▶ Directions: Please show every line of the data below that contains the word "tree", copying each such line in full. Case counts.
— Start of Data for the task —
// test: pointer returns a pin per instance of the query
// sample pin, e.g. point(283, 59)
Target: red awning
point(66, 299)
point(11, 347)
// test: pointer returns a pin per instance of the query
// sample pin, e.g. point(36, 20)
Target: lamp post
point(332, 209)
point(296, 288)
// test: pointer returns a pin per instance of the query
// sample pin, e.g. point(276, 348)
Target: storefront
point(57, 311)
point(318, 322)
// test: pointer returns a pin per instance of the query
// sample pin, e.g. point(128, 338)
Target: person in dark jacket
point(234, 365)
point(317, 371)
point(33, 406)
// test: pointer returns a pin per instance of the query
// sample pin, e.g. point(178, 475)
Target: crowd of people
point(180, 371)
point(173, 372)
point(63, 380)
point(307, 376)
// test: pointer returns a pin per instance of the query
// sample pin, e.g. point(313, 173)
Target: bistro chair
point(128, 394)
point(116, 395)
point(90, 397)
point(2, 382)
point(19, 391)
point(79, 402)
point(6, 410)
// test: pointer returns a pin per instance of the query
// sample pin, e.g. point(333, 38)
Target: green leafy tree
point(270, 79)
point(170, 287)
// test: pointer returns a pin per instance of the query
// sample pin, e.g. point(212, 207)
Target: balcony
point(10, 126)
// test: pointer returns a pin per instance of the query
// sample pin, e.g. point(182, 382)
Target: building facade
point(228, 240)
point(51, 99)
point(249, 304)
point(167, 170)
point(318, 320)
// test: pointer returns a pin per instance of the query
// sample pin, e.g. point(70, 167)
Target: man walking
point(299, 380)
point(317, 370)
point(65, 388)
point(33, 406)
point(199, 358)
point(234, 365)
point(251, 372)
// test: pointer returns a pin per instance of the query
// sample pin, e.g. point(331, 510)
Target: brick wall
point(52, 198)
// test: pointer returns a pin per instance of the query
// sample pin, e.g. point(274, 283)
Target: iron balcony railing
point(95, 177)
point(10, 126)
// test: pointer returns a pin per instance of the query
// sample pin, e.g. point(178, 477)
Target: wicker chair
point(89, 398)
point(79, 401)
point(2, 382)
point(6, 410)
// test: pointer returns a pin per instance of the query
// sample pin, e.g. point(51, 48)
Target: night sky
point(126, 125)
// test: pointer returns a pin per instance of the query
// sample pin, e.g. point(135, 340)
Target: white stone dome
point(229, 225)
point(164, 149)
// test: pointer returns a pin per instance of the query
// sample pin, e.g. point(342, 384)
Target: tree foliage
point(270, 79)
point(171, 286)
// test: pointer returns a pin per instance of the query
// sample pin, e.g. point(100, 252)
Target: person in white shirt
— End of Data for the task —
▶ Worked answer:
Target: green leafy tree
Target: tree foliage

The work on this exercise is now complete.